§ Passage shown:
* * *

Bangkok, Sep 7 (IANS) Indian activist Vidya Dinker, Bolivian Martin Vilela and Zimbabwean Mela Chiponda live in different continents but suffer a common problem of climate change, which they denounced before the UN in Bangkok.
The three are among many activists and civil society representatives attending the UN climate change conference on Friday that will run till Sunday, Efe news reported.
As delegates discuss percentages and technicalities regarding climate change at the UN building here, members of non-profits speak about their concerns on ecological damage from coal, intense droughts that destroy entire communities, as well as activists who end up dead for their environmental activism.
Activist Dinker recalled a march from Tamil Nadu to New Delhi in 2017 by farmers with rats in their mouths, symbolizing food shortages, and carrying the skulls of debt-ridden farmers who committed suicide amid severe droughts.
The activist from Mangalore rued that the farmers' widows were left to take care of the children while facing increasingly mounting debts.
Extreme climate conditions were also observed in India, where severe floods in Kerala left several hundred dead, while thousands were rendered homeless in Assam this year.
Dinker told Efe that climate change also affects the pollination of flowers, which in turn could affect the day to day lives of humans in many other ways.
Activist Chiponda, from the Zimbabwean province of Manicaland, has been working for the last three years against the extractive economy and empowering women in several African countries through the non-profit WoMin.
Chiponda alleges that global warming causes heat waves and extreme droughts in Zimbabwe, compelling men to migrate or commit suicide due to debts, while coal mining pollutes farmland.
Chiponda said that there was food scarcity and diseases among children that earlier were not seen. She added that there was an urgent need for countries to give up fossil fuels and for the people to change their consumption habits in order to not pollute the environment.

* * *

§ Instructions:
- A) Check the statements below against the Bangkok climate report and mark each yes or no, quoting the words from the report that settle it.
(i) The UN climate change conference in Bangkok was set to run until Sunday.
(ii) Chiponda has worked with WoMin for the last five years.
(iii) Floods in Assam left several hundred people dead.
- B) Please carry on with the Bangkok climate report, starting right after its final sentence.

* * *

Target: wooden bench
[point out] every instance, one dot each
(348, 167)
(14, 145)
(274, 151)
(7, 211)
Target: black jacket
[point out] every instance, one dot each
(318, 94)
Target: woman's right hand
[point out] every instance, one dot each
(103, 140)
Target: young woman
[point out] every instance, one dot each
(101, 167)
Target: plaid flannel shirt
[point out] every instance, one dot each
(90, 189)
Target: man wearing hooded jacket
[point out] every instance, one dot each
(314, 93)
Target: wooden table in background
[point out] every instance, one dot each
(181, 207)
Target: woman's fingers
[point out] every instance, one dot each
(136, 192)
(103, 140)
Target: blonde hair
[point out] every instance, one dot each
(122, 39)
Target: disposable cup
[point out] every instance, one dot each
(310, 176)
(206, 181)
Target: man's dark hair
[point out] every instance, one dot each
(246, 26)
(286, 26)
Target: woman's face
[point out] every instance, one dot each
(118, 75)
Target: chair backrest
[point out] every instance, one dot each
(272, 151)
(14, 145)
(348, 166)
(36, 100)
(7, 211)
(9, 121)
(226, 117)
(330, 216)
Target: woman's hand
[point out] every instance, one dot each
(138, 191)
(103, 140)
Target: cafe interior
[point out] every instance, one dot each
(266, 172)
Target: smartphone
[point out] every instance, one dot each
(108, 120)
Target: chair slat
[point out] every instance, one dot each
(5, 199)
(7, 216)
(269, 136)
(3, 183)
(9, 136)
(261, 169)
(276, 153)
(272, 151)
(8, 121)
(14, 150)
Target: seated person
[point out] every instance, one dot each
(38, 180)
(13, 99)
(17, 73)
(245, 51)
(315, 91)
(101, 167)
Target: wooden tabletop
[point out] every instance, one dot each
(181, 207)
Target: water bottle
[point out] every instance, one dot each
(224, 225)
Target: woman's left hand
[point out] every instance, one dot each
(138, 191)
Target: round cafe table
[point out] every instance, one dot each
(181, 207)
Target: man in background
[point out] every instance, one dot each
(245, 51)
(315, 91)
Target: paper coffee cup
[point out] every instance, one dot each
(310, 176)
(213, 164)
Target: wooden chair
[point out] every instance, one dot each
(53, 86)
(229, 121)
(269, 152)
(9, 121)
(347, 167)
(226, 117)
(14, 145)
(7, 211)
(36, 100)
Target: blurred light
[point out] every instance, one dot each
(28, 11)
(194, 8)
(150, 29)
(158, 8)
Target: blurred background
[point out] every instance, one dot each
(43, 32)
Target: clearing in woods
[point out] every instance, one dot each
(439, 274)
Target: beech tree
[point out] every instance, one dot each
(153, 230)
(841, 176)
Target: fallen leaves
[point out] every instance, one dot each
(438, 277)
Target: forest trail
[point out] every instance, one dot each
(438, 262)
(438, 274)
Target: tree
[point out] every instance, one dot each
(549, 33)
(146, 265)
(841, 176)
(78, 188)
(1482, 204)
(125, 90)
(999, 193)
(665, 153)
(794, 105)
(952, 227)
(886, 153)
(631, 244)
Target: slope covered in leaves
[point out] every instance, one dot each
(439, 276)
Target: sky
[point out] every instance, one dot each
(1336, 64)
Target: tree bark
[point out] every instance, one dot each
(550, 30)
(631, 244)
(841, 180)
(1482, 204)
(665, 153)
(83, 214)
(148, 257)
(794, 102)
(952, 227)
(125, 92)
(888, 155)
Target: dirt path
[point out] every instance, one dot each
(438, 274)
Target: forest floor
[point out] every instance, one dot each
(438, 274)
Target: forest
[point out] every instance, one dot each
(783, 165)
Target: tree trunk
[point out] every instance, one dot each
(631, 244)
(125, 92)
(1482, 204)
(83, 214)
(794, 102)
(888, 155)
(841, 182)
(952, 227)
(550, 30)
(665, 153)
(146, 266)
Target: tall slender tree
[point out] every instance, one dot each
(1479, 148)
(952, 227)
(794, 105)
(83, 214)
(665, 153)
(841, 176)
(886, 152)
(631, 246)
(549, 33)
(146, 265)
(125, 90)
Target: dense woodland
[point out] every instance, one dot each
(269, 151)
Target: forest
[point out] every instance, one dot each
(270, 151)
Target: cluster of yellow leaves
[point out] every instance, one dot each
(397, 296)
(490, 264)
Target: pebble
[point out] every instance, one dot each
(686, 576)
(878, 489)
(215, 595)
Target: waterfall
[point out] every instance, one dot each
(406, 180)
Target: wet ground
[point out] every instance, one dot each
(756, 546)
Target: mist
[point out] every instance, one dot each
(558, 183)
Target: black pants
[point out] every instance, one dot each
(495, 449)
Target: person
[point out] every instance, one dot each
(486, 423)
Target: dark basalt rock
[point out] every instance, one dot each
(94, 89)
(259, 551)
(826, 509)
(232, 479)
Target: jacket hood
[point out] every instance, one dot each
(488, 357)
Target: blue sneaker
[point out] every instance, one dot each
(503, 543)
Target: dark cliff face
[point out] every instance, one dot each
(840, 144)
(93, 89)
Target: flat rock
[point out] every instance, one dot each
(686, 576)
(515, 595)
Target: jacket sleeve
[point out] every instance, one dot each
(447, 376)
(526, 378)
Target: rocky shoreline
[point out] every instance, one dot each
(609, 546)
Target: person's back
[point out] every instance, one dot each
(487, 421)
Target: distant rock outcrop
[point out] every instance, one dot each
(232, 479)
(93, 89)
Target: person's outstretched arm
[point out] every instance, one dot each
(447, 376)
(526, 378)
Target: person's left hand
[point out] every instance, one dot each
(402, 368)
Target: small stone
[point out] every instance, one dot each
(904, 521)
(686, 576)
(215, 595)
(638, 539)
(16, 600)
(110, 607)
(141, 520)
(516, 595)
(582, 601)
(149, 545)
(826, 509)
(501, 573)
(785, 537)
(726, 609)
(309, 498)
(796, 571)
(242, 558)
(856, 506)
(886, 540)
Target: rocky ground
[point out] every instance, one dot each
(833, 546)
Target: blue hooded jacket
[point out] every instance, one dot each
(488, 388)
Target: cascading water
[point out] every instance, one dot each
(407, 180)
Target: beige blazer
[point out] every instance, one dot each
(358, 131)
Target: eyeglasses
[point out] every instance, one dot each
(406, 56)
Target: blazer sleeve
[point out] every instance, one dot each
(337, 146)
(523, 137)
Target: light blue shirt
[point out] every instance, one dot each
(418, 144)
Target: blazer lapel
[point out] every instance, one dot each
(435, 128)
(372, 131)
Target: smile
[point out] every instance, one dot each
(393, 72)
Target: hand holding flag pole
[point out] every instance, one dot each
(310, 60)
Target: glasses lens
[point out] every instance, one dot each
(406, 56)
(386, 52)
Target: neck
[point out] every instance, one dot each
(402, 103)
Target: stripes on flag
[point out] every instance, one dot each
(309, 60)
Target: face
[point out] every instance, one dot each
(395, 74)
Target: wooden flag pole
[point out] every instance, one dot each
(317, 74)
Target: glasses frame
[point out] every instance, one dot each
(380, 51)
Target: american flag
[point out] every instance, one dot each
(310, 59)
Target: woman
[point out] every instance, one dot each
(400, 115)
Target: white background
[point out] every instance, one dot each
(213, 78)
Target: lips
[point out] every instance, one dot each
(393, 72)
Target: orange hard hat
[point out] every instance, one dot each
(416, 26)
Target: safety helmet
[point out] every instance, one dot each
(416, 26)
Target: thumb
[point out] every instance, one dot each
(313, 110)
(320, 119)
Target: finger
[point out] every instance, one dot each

* * *

§ Task results:
- A)
(i) Yes: "attending the UN climate change conference on Friday that will run till Sunday"
(ii) No: "has been working for the last three years against the extractive economy and empowering women in several African countries through the non-profit WoMin"
(iii) No: "severe floods in Kerala left several hundred dead, while thousands were rendered homeless in Assam this year"

- B)
Activist Vilela, a resident of la Paz and member of the Bolivian Climate Change Platform, said that climate extremes in Bolivia cause floods in the Amazonian region and droughts that dry up large lakes such as Poopo.
Vilela said that climate change has been affecting many poor communities that face adverse situations every day, adding that the negotiations in Bangkok were not addressing structural solutions and not even taking little steps against climate change.
Other victims of climate change have been vocal about the increasing frequency of landslides and floods in northern Thailand, proliferation of coal-fired power plants in the Philippines, as well as the loss of arable land due to sea erosion and salinization in Bangladesh.
Activists fighting against the polluting companies have reportedly been killed in Brazil, Colombia and the Philippines.
Climate change has also affected Australia, which is suffering one of its worst droughts, and Europe, where lack of water has affected crops in Poland.
UN negotiators in Bangkok seek to prepare a document with guidelines and standards for approval at the forthcoming Copenhagen Climate Change Summit in Poland in December, with the aim of keeping temperature change this century within 1.5 degrees Celsius compared to pre-industrial levels.
Moreover, the NGOs have urged keeping in mind the poorest communities, who often end up losing their lives to the effects of global warming.